YOUR TASK: Retype all of the entries below, line for line, without changing a single character.

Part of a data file
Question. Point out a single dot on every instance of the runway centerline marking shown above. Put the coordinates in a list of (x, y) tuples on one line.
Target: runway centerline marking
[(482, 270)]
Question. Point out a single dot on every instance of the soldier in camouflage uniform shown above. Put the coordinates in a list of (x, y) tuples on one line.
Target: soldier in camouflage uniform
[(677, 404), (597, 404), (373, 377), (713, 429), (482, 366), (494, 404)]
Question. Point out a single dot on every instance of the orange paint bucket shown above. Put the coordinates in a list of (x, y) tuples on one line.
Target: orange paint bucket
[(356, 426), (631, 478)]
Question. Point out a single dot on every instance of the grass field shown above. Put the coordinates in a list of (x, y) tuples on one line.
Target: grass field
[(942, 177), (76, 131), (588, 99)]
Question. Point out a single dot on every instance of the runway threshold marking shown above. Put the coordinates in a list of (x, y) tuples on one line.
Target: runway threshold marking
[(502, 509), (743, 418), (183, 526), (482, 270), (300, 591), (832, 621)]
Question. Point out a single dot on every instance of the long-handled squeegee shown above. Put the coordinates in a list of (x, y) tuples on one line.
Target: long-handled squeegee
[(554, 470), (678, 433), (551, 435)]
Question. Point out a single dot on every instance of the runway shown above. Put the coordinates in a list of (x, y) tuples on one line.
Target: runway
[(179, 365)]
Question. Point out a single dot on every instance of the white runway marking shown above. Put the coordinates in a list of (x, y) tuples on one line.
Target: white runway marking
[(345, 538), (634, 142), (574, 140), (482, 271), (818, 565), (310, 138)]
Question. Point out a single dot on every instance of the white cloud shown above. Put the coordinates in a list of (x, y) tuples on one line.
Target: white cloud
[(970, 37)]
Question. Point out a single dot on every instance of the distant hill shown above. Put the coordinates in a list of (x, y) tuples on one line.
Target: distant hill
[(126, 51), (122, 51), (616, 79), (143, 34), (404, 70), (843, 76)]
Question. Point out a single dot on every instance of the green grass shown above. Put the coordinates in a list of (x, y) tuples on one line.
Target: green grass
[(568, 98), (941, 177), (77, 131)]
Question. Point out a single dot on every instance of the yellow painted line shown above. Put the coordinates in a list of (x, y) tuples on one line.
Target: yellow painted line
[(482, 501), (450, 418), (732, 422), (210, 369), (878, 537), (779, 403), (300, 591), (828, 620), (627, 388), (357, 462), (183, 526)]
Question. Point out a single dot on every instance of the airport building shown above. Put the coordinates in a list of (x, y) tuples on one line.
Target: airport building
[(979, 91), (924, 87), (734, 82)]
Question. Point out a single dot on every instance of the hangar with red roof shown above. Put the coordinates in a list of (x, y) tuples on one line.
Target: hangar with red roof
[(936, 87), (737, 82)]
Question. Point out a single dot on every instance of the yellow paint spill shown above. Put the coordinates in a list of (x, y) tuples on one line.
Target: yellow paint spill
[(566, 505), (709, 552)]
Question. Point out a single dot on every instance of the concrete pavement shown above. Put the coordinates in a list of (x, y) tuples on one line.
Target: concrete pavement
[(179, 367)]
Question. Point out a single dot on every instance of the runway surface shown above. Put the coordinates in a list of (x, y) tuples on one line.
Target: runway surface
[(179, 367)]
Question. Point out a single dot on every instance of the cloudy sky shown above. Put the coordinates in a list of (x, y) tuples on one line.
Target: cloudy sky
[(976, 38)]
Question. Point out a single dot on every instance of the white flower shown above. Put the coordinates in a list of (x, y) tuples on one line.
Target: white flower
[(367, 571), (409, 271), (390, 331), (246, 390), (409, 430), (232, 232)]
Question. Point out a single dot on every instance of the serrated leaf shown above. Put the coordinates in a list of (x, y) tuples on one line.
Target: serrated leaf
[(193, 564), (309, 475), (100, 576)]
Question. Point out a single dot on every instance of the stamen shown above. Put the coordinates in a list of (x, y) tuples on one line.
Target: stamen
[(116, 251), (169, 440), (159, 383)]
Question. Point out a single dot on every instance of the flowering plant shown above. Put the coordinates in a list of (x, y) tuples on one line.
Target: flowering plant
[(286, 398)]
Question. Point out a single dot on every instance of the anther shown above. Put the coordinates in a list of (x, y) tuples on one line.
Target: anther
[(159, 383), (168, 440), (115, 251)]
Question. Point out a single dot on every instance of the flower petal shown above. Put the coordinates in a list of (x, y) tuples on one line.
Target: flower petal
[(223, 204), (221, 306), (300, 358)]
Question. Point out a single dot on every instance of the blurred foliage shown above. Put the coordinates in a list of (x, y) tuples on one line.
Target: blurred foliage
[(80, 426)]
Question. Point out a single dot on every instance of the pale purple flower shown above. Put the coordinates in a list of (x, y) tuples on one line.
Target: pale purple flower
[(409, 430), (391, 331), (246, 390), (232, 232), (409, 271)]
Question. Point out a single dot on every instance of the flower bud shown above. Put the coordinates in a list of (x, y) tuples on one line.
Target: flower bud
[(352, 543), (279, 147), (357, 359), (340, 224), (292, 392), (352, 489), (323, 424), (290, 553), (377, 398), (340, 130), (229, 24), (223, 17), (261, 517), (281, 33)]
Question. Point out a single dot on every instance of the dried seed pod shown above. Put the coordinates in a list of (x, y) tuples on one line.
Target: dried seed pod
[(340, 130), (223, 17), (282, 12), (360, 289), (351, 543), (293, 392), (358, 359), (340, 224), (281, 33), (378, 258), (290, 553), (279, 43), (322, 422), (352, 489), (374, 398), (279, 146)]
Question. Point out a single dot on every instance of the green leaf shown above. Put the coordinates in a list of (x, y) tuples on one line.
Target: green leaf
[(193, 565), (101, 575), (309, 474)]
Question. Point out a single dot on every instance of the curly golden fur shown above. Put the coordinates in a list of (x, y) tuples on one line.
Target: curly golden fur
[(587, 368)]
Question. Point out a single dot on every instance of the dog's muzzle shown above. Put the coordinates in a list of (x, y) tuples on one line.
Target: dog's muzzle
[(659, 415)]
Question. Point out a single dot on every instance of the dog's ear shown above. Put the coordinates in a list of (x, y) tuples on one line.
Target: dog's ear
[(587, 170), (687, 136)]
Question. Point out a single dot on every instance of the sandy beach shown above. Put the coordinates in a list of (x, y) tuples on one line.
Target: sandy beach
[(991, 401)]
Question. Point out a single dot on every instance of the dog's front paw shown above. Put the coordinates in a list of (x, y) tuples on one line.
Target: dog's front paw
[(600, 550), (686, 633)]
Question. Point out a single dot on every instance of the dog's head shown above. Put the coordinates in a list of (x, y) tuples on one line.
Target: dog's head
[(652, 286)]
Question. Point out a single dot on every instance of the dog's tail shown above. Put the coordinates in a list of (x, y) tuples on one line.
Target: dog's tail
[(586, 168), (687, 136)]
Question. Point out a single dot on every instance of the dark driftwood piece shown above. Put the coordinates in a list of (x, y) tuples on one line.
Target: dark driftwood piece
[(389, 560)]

COMPLETED TASK:
Question. Point out a single dot on every instance of the runway centerline marking shown above. Put the coordinates in a list of (x, y) tuples on one line.
Target: runway centerline marking
[(482, 270)]
Question. Point out a single dot on every instance of the soldier in camouflage uniform shown above. Put the coordinates in a list of (x, y) tuples on one line.
Target: soldier in camouflage uniform
[(677, 404), (597, 404), (373, 377), (713, 429), (482, 366), (494, 404)]
Question. Point out a single dot on every instance of the orange paint bucket shown above. Put the coordinates in a list of (x, y) tuples on one line.
Target: orange paint bucket
[(356, 426), (631, 478)]
Question. Point out a single dot on every instance of the grass field shown above. Put the coordinates in a list of (x, y) tuples on one line.
Target: grass field
[(942, 177), (76, 131), (588, 99)]
Question. Point out a single dot on every instance of the runway threshold marking shown above. Put the coordinates in a list of (x, y) tuples on one line.
Target: runway threshold marking
[(502, 509), (743, 418), (183, 526), (482, 270), (300, 591), (832, 621)]
Question. Point out a single dot on every instance of the long-handled squeegee shown above. Put the coordinates in a list of (x, y) tuples on one line.
Target: long-handled squeegee
[(554, 470), (678, 433), (551, 435)]
Question. Point out a single dot on every instance of the runway shown above. Put the coordinates in a list of (x, y) tuples on one line.
Target: runway
[(179, 365)]
Question. Point out a single dot on every instance of the white runway marking shown above. Put the coordinates in a list of (x, y) tuples on one line.
Target: white runway marking
[(345, 538), (634, 142), (574, 140), (482, 271), (818, 565), (310, 138)]
Question. Point out a single dot on every instance of the white cloud shown above. Put the coordinates in a list of (x, y) tuples on one line.
Target: white cloud
[(970, 37)]
Question. Point out a single dot on every instance of the distant hill shown above. Put the coordinates in a list of (x, y) tuples on one line.
Target: distant hill
[(126, 51), (122, 51), (616, 79), (143, 34), (404, 70), (843, 76)]
Question. Point out a single dot on every instance of the green grass shown above. Put the coordinates in a list of (x, y) tuples on one line.
Target: green grass
[(568, 98), (941, 177), (77, 131)]
Question. Point out a single dot on every instance of the yellow painted line shown above. Put the coordinates in a list of (x, y) tuples on one line.
Target: yellow painted line
[(482, 501), (450, 418), (732, 422), (210, 369), (878, 537), (779, 403), (300, 591), (828, 620), (627, 388), (357, 462), (183, 526)]
Question. Point out a single dot on every instance of the airport building shown above. Put the coordinates in a list of (x, y) tuples on one line.
Target: airport building
[(979, 91), (924, 87), (734, 82)]
Question. Point out a single dot on every instance of the hangar with red roof shown above. Put the coordinates in a list of (x, y) tuples on one line.
Target: hangar with red roof
[(936, 87), (737, 82)]
Question. Point out a single dot on every instance of the yellow paint spill shown above. Put the coordinates in a list of (x, y) tuples on one line.
Target: yellow paint spill
[(566, 505), (709, 552)]
Question. Point out a single dot on every instance of the concrete pavement shown above. Put the coordinates in a list of (x, y) tuples on one line.
Target: concrete pavement
[(179, 367)]
Question. Point out a single dot on every instance of the runway surface shown above. Put the coordinates in a list of (x, y) tuples on one line.
Target: runway surface
[(179, 367)]
Question. Point out a single dot on every instance of the cloudy sky shown above. Put the coordinates in a list of (x, y) tuples on one line.
Target: cloudy sky
[(976, 38)]
Question. Point out a single dot on every instance of the white flower shown above. Put the coordinates in a list of (x, y) tuples on one line.
Target: white flower
[(367, 571), (409, 271), (390, 331), (246, 390), (409, 430), (232, 232)]
Question. Point out a single dot on every instance of the serrated leaf shown above. Put the coordinates in a list of (x, y) tuples on one line.
Target: serrated leaf
[(193, 564), (309, 475), (100, 576)]
Question. Point out a single dot on every instance of the stamen shown above. Put the coordinates in a list of (x, y) tuples on one line.
Target: stamen
[(116, 251), (169, 440), (159, 383)]
Question. Point out a single dot on every instance of the flowering plant shown above. Put the coordinates in a list of (x, y) tuples on one line.
Target: flowering plant
[(286, 398)]
Question. Point out a single dot on every instance of the anther shown above. Put the coordinates in a list of (x, y) tuples on one line.
Target: anther
[(159, 383), (168, 440), (115, 251)]
Question. Point out a single dot on every instance of the flower petal shown above. Put the coordinates in a list of (x, y) tuples on one line.
Target: flower petal
[(223, 204), (221, 306), (300, 358)]
Question. Point out a single dot on every instance of the blurred foliage shown above. Put the coordinates in a list of (x, y) tuples on one line.
Target: blurred foliage
[(80, 426)]
Question. Point out a single dot on every instance of the pale purple flower shown above. Put the coordinates in a list of (x, y) tuples on one line.
Target: pale purple flower
[(409, 430), (391, 331), (246, 390), (232, 232), (409, 271)]
Question. Point out a single dot on every instance of the flower bud shown above. Put the coordinates in a list of (x, y) tuples on one line.
Target: flower bud
[(352, 543), (279, 147), (357, 359), (340, 224), (292, 392), (352, 489), (323, 424), (290, 553), (377, 398), (340, 130), (229, 24), (223, 17), (261, 517), (281, 33)]
Question. Point out a single dot on every instance of the dried seed pod shown above. Put the coordinates in a list of (x, y) tuples on one line.
Target: dried seed pod
[(340, 130), (223, 17), (282, 12), (360, 289), (351, 543), (293, 392), (358, 359), (340, 224), (281, 33), (378, 258), (290, 553), (279, 43), (322, 422), (352, 489), (374, 398), (279, 146)]
Question. Point out a single dot on every instance of the green leaf shown above. Put the coordinates in a list of (x, y) tuples on one line.
Target: green leaf
[(193, 565), (101, 575), (309, 474)]
Question. Point out a single dot on every instance of the curly golden fur shown above. Put the coordinates in a list of (x, y) tuples on one line.
Target: curly golden fur
[(587, 368)]
Question. Point out a single dot on every instance of the dog's muzzle shown above. Put the coordinates in a list of (x, y) tuples on one line.
Target: dog's muzzle
[(659, 415)]
Question. Point out a single dot on every instance of the dog's ear shown above. Put the coordinates in a list of (x, y) tuples on one line.
Target: dog's ear
[(587, 170), (687, 136)]
Question. Point out a single dot on every instance of the sandy beach shown above. Put the coordinates in a list of (x, y) tuples on one line.
Target: sandy beach
[(991, 401)]
Question. Point out a single dot on every instance of the dog's front paw shown above. Put the coordinates in a list of (x, y) tuples on one line.
Target: dog's front paw
[(600, 550), (686, 633)]
Question. Point out a single dot on every instance of the dog's head shown above. Put the coordinates in a list of (x, y) tuples on one line.
Target: dog's head
[(652, 286)]
Question. Point out a single dot on every instance of the dog's tail shown above. Put the coordinates in a list of (x, y) tuples on one line.
Target: dog's tail
[(586, 168), (687, 136)]
Question. Point out a single dot on every instance of the dark driftwood piece shown above. Put the coordinates in a list of (x, y) tuples on one line.
Target: dark driftwood piece
[(389, 560)]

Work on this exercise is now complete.